** Extract to read **

# # # #

Survival Analysis

Kaplan-Meier Curves for Retention: How to Read and Explain Them

A practical guide to Kaplan-Meier survival curves for product retention analysis. Learn to create, interpret, and explain retention curves to stakeholders, with handling for censoring and confidence intervals.

Share

Quick Hits

  • KM curves show the probability of 'survival' (retention) over time
  • Steps down only at event times, not censoring times
  • Width of confidence band shows uncertainty - wider = less data
  • Median survival is where the curve crosses 50%
  • Always report retention AT specific times (D7, D30) not just curves

TL;DR

Kaplan-Meier curves show the probability of retention over time, accounting for users who haven't churned yet (censored). Reading the curve is simple: the y-value at any time point is your retention at that time. Steps down occur at churn events; flat sections mean no churns. Confidence bands show uncertainty—wider bands mean less data. Always report retention at specific time points (D7, D30) with confidence intervals.


What the Curve Shows

The Y-Axis: Survival Probability

At any time t, the y-value is: $$S(t) = P(\text{user still retained at time } t)$$

  • Y = 1.0 at time 0 (everyone starts retained)

# # # #

** Data supplied **

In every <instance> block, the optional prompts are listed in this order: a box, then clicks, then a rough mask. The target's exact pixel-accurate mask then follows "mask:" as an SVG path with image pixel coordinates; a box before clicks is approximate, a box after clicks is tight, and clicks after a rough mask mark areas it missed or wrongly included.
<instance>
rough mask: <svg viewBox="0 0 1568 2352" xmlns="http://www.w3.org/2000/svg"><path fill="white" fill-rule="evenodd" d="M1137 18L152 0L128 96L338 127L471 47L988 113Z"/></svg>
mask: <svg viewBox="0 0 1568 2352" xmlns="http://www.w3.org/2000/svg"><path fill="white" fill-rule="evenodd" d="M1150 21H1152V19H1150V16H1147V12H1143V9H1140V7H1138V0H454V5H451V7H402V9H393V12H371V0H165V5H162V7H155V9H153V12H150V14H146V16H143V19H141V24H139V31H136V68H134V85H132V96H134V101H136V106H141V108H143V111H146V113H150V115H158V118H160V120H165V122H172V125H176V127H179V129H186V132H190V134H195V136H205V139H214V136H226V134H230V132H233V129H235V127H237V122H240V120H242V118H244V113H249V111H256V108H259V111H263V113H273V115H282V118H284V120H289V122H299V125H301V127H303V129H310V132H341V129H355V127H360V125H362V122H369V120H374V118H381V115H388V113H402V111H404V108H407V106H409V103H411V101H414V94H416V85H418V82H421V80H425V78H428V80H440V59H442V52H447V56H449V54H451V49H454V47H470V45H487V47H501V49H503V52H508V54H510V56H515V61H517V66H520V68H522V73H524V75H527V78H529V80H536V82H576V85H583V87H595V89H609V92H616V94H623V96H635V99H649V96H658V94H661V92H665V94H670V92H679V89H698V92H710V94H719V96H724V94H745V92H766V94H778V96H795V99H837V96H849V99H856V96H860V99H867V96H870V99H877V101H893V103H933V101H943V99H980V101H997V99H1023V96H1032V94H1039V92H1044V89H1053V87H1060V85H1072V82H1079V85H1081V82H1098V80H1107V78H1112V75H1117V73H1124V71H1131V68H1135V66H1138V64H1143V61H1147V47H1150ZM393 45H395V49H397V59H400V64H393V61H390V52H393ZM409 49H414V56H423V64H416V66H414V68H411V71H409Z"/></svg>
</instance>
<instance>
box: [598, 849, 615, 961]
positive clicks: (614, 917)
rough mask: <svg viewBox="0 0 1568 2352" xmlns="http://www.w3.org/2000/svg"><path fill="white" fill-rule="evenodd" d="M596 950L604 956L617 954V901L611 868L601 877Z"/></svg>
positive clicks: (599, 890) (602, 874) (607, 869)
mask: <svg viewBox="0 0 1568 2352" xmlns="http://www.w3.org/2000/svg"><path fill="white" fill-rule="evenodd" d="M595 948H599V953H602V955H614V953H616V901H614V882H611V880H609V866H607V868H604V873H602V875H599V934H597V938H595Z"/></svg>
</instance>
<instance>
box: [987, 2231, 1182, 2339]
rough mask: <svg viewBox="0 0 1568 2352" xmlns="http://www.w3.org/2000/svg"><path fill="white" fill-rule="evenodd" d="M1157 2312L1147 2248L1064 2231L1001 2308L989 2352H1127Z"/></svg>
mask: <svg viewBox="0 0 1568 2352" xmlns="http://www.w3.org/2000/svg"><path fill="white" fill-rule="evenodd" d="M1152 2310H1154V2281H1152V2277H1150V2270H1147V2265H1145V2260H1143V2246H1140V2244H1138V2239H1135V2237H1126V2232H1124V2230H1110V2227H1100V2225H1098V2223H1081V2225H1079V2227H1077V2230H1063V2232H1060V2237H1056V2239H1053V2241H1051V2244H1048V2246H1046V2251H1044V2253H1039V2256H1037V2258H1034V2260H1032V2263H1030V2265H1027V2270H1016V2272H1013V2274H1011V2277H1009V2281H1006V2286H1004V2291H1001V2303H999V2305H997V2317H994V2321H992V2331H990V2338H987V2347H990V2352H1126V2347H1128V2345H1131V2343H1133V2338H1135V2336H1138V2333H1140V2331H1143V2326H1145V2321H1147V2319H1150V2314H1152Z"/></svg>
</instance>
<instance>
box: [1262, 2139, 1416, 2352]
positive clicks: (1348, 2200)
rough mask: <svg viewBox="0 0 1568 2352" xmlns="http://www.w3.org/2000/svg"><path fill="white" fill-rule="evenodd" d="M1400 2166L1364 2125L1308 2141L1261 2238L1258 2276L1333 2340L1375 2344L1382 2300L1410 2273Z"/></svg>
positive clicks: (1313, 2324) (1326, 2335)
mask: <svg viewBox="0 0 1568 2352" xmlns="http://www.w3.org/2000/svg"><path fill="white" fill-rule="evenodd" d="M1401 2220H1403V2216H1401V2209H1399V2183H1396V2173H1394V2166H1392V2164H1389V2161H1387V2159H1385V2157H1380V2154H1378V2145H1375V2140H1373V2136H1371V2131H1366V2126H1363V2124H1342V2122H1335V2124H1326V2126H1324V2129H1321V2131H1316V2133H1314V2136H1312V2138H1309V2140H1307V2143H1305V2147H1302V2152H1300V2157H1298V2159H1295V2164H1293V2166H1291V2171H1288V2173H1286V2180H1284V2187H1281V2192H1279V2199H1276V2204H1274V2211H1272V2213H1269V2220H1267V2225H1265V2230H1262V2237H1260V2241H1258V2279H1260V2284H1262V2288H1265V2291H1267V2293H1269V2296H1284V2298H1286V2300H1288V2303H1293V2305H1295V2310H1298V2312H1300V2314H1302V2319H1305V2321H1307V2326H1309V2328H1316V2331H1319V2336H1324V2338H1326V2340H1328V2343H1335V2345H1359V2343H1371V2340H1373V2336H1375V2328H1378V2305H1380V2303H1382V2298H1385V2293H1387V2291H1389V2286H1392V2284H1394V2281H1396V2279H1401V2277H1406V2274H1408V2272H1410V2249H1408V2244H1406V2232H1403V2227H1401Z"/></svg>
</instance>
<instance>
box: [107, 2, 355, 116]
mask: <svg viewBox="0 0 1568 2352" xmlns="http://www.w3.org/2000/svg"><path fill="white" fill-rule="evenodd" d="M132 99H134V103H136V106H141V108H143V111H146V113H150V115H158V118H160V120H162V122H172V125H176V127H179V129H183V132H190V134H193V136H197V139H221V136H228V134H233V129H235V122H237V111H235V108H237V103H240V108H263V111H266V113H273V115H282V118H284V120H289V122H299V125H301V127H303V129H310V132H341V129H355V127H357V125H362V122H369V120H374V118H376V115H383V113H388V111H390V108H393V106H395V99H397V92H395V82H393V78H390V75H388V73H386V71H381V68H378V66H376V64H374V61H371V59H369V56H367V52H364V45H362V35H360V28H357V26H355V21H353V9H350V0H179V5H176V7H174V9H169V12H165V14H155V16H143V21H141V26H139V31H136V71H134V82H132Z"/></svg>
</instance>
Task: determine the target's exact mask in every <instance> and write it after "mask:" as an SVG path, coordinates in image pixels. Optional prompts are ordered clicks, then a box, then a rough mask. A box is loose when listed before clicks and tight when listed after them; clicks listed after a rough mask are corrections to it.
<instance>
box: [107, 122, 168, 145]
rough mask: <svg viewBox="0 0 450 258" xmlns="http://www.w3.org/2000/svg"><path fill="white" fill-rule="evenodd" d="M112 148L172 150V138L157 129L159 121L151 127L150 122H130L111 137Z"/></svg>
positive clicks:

# # # #

** Work instruction 1 **
According to the Kaplan-Meier guide, why does the curve's y-value equal 1.0 at time 0? Answer in one to three sentences.
** Work instruction 2 **
Reproduce the part of the Kaplan-Meier guide between "Kaplan-Meier Curves for" and "and confidence intervals.", inclusive.

** Expected output 1 **
The curve starts at 1.0 because every user is retained at the start. At time 0 no one has churned yet, so the chance that a user is still retained is 1.0.

** Expected output 2 **
Kaplan-Meier Curves for Retention: How to Read and Explain Them

A practical guide to Kaplan-Meier survival curves for product retention analysis. Learn to create, interpret, and explain retention curves to stakeholders, with handling for censoring and confidence intervals.